> Text excerpt:
________________________________________
By the time his army expanded to 14,000 men, Churaman had established Bharatpur as a key base, leaving a trusted subordinate in charge while he led plundering expeditions toward Kota and Bundi. Around 1704, he briefly recovered Sinsini from Mughal control but lost it again in October 1705.

== Role in Mughal politics ==
Churaman's rise coincided with the decline of the Mughal Empire, particularly after Emperor Aurangzeb's death in 1707. During the succession war between Bahadur Shah and Azam at Jajau (1707), Churaman positioned himself strategically, aligning with the victor, Bahadur Shah. His forces plundered the camp of the defeated Azam, securing a rich booty and earning a *mansab* (military rank) of 500 horse from Bahadur Shah. He invested his wealth in fortifying Bharatpur, recruiting soldiers, and conciliating enemies, while serving Bahadur Shah loyally during campaigns to Lahore in 1711 and the subsequent succession battles among the emperor's sons in 1712.

Under the weak rule of Jahandar Shah (1712–1713), Churaman exploited the Mughal court's instability, retiring to his estates to amass resources. When Farrukh-siyar marched against Jahandar Shah in 1713, Churaman nominally joined the emperor's forces but betrayed him by plundering the imperial baggage during the battle near Agra, contributing to Jahandar Shah's defeat.
________________________________________
Items from a data source:
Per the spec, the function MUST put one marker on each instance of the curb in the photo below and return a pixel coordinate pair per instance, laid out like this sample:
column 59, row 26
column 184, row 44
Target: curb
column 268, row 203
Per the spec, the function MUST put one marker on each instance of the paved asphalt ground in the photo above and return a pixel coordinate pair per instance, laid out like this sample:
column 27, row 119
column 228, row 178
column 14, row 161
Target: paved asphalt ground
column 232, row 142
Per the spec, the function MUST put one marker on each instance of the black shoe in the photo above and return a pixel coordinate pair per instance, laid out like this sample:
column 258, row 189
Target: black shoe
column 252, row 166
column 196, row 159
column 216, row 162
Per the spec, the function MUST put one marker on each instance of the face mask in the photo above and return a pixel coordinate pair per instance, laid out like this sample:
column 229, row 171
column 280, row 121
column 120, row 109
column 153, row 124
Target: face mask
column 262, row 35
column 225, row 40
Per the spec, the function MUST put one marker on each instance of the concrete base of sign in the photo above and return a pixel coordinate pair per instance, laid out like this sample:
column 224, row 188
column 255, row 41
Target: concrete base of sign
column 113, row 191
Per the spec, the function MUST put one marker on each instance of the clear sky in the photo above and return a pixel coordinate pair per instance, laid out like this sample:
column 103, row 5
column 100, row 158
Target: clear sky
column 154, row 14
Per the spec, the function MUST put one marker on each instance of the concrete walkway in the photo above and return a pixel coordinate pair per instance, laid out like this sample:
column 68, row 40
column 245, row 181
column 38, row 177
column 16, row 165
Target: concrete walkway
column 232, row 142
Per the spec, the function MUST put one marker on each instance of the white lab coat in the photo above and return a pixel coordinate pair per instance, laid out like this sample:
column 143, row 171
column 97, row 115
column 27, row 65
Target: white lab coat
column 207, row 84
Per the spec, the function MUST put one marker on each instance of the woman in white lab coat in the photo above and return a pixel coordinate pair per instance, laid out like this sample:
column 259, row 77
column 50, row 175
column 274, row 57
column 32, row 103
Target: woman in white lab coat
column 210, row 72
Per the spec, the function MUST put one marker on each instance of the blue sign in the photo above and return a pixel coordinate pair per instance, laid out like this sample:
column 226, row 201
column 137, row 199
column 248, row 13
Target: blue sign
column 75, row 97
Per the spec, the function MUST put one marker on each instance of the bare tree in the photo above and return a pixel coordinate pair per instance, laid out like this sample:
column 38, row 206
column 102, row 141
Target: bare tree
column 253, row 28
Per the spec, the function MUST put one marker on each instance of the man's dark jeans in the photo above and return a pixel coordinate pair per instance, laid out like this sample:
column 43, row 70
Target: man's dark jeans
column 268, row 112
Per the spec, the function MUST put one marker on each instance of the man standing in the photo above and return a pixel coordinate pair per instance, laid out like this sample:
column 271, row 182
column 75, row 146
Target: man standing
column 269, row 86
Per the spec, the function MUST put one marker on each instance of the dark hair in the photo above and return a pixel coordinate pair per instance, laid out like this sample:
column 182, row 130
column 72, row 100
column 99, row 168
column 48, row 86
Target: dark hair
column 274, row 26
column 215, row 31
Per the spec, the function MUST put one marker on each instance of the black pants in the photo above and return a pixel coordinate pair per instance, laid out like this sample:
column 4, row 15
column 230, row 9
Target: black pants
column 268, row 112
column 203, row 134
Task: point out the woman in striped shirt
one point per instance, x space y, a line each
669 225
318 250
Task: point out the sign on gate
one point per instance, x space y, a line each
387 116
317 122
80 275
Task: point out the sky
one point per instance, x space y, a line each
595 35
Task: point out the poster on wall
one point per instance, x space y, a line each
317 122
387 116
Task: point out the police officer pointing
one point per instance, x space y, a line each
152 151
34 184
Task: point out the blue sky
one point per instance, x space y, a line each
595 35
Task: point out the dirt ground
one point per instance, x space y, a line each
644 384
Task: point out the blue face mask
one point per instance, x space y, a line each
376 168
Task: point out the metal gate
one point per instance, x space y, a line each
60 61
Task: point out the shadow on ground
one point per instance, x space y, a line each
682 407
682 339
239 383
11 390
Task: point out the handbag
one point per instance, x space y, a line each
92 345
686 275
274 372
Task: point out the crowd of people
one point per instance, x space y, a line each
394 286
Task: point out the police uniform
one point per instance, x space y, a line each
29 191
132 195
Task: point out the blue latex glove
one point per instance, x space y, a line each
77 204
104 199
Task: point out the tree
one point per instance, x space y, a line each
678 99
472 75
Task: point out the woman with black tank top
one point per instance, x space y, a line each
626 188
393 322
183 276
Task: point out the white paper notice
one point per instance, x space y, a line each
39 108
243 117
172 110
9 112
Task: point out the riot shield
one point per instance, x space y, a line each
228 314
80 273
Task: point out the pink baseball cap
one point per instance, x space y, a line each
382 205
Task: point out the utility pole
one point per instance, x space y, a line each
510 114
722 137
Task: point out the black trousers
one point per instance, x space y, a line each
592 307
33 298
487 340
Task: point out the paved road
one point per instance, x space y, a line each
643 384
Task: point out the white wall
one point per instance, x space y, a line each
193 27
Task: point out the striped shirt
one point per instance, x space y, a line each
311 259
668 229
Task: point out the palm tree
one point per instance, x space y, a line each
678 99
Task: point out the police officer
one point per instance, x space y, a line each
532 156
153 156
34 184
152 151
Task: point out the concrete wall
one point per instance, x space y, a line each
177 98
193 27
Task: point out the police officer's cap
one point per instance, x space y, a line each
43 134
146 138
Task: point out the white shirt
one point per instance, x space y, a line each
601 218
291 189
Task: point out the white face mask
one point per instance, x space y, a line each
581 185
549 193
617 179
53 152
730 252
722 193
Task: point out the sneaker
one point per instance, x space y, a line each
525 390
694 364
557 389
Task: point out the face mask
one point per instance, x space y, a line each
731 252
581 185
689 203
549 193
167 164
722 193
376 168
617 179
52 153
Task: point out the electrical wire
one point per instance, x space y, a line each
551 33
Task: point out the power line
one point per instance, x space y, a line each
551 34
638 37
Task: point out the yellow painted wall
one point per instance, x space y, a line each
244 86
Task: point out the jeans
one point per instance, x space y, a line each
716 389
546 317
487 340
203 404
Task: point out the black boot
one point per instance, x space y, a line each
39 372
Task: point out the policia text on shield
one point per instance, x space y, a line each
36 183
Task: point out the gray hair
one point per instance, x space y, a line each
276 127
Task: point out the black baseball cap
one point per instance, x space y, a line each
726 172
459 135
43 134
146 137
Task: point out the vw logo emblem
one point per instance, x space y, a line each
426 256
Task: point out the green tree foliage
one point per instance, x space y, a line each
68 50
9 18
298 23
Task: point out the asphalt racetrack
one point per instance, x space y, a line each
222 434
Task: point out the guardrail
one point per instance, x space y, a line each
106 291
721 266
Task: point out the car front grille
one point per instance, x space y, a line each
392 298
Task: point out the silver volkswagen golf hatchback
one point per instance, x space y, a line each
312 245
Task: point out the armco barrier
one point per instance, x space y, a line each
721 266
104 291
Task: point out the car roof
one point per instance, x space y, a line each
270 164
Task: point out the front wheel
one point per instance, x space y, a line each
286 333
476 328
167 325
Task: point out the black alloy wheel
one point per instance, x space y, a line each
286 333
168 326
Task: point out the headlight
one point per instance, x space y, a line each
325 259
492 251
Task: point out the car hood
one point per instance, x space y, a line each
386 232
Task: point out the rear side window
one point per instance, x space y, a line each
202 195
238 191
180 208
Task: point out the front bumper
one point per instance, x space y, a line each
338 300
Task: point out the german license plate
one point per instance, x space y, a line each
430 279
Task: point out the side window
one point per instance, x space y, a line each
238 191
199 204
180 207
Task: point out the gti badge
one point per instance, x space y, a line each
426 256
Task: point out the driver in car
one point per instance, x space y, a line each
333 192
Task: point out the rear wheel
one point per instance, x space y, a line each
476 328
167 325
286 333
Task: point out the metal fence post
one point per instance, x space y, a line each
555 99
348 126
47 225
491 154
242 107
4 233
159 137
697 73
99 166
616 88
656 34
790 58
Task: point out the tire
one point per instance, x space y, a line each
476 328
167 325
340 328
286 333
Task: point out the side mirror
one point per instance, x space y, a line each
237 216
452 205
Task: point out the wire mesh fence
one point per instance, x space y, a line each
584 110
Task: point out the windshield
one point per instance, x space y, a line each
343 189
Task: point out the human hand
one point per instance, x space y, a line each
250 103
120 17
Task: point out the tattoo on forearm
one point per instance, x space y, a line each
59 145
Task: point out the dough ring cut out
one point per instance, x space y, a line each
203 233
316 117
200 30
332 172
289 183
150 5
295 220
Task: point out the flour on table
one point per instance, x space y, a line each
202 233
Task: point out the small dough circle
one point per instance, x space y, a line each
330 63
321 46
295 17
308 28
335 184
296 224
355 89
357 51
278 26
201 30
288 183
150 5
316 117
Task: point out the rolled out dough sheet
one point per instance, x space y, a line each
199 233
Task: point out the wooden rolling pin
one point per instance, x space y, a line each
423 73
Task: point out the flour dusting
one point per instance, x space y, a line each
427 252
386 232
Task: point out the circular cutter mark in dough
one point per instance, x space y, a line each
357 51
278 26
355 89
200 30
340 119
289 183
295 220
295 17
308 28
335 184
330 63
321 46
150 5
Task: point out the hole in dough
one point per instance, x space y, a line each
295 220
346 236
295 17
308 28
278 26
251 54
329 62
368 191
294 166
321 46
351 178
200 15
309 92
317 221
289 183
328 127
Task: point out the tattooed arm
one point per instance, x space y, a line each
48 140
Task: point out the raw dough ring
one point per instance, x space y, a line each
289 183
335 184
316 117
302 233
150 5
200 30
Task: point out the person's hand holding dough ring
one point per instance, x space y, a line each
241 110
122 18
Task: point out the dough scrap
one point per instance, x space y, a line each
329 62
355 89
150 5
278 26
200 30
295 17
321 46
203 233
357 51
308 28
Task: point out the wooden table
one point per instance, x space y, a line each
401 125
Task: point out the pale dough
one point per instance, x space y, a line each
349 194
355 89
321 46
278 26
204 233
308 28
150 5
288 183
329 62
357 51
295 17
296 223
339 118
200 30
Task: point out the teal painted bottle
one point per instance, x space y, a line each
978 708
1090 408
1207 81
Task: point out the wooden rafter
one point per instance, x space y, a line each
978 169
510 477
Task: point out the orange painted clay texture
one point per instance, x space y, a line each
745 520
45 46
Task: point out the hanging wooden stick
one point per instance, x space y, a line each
________________________________________
> Task instructions:
(A) According to the text about Churaman, what military rank did Bahadur Shah grant him after the battle at Jajau?
(B) Continue the text about Churaman's role in Mughal politics from its last sentence.

> Your written answers:
(A) A *mansab* of 500 horse.

(B)
== Relations with Farrukh-siyar and the Sayyid Brothers ==
After Farrukh-siyar's ascension, Churaman initially resisted Mughal authority, capitalizing on the emperor's weak leadership. Efforts by Chabela Ram, the subahdar of Agra, to subdue him failed, and Samsam-ud-daulah (Khan-i-Dauran), the next governor, opted for conciliation. Churaman was pardoned and summoned to court, where he was appointed to oversee the royal highway from Delhi to the Chambal River. This position allowed him to levy tolls, which he collected with such harshness that it provoked widespread complaints. His actions effectively legalized his plundering, as he behaved as the de facto ruler of the region.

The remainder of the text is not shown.